WHAT YOU HAVE TO DO: Count the lines of data below that include "butter". Provide only the number.

───── GIVEN ENTRIES ─────

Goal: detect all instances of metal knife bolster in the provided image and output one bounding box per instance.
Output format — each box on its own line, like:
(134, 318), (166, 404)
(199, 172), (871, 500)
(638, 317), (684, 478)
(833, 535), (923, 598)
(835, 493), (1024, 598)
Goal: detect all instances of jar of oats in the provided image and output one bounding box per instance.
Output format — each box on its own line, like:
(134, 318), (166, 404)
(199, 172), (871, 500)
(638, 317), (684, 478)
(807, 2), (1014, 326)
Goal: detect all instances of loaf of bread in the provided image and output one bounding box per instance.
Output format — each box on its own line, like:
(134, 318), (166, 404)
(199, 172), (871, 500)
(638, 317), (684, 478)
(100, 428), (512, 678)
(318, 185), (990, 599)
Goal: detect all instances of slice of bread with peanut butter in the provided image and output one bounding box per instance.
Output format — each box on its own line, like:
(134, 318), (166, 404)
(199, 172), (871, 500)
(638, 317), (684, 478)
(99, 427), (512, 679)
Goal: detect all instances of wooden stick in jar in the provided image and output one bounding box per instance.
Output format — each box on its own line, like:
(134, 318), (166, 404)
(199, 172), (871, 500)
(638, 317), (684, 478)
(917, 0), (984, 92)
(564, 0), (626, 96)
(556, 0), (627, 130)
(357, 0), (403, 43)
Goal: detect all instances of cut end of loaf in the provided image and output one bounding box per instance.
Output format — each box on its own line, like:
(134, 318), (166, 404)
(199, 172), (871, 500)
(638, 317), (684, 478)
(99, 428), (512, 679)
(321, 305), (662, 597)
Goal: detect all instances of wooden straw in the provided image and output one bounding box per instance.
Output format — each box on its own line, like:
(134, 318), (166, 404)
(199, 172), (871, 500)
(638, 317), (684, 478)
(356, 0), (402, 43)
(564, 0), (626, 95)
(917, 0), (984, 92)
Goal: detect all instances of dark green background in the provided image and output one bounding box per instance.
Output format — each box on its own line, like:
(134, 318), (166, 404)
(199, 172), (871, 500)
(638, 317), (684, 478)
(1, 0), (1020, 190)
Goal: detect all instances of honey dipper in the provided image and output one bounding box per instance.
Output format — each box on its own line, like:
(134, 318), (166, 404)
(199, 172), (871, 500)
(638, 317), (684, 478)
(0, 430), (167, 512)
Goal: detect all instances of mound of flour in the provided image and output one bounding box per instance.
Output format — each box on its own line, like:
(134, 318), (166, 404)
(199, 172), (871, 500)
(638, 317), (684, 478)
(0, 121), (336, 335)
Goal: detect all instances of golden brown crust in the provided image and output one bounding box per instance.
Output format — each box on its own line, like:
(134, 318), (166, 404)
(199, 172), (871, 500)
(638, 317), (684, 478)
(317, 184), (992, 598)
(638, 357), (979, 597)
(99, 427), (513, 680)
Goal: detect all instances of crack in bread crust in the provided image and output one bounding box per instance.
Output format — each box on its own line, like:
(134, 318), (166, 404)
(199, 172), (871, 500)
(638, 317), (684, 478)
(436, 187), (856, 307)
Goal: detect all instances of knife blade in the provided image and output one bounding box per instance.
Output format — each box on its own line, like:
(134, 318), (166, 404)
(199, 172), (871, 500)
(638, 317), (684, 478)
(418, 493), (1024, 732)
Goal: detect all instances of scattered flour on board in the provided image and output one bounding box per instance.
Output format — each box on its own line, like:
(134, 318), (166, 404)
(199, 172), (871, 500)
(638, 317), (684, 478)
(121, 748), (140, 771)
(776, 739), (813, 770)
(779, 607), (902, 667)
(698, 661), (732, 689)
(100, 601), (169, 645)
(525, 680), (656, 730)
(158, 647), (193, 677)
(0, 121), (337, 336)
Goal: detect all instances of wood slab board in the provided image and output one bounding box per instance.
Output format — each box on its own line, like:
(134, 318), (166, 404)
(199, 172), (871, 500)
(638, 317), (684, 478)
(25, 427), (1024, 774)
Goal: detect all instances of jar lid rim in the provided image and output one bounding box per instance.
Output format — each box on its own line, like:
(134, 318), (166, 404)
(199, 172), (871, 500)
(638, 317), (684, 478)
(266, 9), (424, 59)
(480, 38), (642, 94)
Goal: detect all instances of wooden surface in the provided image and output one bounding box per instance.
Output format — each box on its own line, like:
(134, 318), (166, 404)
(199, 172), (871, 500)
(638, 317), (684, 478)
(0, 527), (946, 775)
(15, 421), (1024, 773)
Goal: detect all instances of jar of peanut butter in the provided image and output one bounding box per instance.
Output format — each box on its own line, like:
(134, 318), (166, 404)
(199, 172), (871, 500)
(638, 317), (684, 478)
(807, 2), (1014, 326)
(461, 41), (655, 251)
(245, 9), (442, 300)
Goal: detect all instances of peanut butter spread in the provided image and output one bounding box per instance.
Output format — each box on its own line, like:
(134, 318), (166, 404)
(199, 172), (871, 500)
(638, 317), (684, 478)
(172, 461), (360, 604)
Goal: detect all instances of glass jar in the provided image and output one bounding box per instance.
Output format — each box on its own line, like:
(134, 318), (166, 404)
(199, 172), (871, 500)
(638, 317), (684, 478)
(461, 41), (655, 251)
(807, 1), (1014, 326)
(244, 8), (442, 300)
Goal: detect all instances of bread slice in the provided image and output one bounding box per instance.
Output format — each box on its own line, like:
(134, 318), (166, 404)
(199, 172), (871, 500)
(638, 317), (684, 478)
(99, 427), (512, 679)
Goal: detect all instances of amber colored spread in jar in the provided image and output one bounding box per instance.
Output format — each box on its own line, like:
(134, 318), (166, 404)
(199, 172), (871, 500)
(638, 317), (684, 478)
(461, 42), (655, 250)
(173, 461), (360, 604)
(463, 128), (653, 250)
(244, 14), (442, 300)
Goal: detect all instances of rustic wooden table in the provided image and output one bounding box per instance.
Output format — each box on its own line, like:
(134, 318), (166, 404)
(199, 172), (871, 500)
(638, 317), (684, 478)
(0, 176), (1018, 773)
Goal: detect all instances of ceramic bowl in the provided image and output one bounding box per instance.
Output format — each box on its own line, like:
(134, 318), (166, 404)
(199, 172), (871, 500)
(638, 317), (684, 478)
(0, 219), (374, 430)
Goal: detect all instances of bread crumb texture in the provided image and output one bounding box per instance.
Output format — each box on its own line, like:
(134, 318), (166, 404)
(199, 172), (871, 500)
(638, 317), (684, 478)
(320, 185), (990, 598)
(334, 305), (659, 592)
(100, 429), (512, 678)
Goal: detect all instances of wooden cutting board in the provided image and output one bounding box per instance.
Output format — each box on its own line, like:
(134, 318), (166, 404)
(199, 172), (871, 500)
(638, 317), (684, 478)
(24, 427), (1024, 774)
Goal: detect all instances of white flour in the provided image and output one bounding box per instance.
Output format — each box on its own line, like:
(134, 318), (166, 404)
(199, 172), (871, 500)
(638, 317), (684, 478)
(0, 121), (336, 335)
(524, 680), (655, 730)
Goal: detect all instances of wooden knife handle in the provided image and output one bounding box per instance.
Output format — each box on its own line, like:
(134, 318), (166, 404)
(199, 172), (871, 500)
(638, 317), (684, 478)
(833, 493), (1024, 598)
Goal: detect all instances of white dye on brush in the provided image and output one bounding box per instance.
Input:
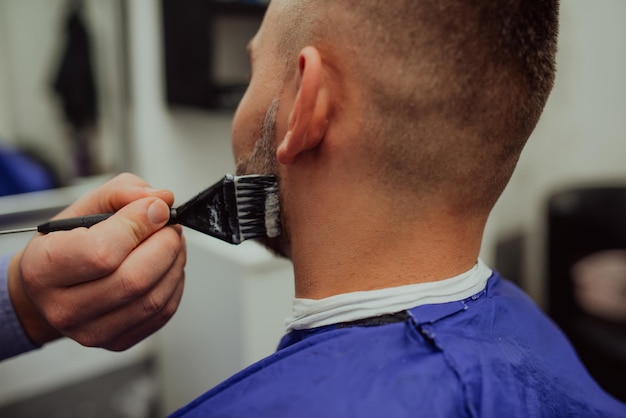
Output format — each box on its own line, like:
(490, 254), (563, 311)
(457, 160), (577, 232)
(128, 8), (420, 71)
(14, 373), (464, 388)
(264, 182), (281, 238)
(233, 174), (281, 243)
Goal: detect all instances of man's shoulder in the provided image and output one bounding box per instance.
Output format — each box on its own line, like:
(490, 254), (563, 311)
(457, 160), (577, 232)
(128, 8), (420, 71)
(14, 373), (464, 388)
(170, 276), (626, 417)
(415, 273), (626, 417)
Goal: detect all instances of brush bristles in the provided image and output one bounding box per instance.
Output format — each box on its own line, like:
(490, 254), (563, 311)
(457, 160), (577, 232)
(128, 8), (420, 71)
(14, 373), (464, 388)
(233, 175), (281, 243)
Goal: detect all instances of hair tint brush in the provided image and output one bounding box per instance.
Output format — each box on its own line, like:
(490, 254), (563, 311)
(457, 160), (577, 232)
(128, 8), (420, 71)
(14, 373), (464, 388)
(0, 174), (281, 245)
(171, 174), (280, 244)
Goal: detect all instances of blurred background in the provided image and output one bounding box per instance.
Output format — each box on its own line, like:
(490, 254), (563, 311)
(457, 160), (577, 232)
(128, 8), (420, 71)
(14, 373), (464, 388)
(0, 0), (624, 416)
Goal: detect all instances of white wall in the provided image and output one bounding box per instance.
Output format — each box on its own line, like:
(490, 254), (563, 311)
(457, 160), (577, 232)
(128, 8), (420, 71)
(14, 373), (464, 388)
(127, 0), (237, 204)
(483, 0), (626, 305)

─────

EXERCISE OUTPUT: 3